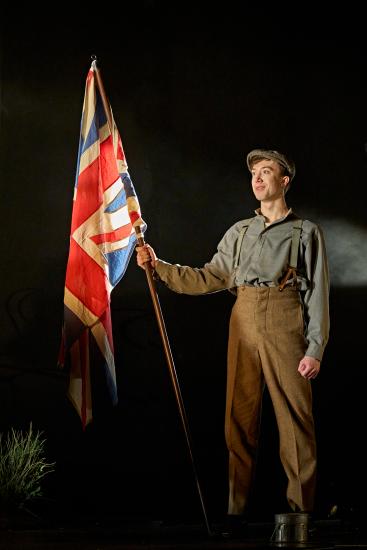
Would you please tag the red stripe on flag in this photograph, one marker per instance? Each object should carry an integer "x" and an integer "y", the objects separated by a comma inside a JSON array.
[{"x": 118, "y": 235}]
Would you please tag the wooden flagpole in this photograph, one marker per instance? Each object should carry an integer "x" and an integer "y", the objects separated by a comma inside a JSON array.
[{"x": 161, "y": 325}]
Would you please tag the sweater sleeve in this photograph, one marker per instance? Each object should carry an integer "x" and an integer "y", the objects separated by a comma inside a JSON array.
[
  {"x": 216, "y": 275},
  {"x": 316, "y": 298}
]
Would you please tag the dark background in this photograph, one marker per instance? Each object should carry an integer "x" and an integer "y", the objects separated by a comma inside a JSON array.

_BRIEF:_ Please copy the line that contains "Would you please tag the wooden" and each line after it through the end of the records, exactly, and no other lines.

_RESULT FOR THIS TASK:_
Would you please tag the wooden flagpole in this photograph, one marker per instance? Each object should carry an integer "x" and an integer "y", the objects separated by a comma inside a JSON array.
[{"x": 161, "y": 325}]
Would you please tag the sweater sleeve in this photograph, one marker per instance? Each object should carry an integer "x" and an integer "y", the objects separated by a comma inside a JSON array.
[
  {"x": 216, "y": 275},
  {"x": 316, "y": 298}
]
Would you please tag the dark background in this photograph, one marker per instance? Each object should carry an integer "x" and an integer "y", the objects separated by a comma inside a JSON array.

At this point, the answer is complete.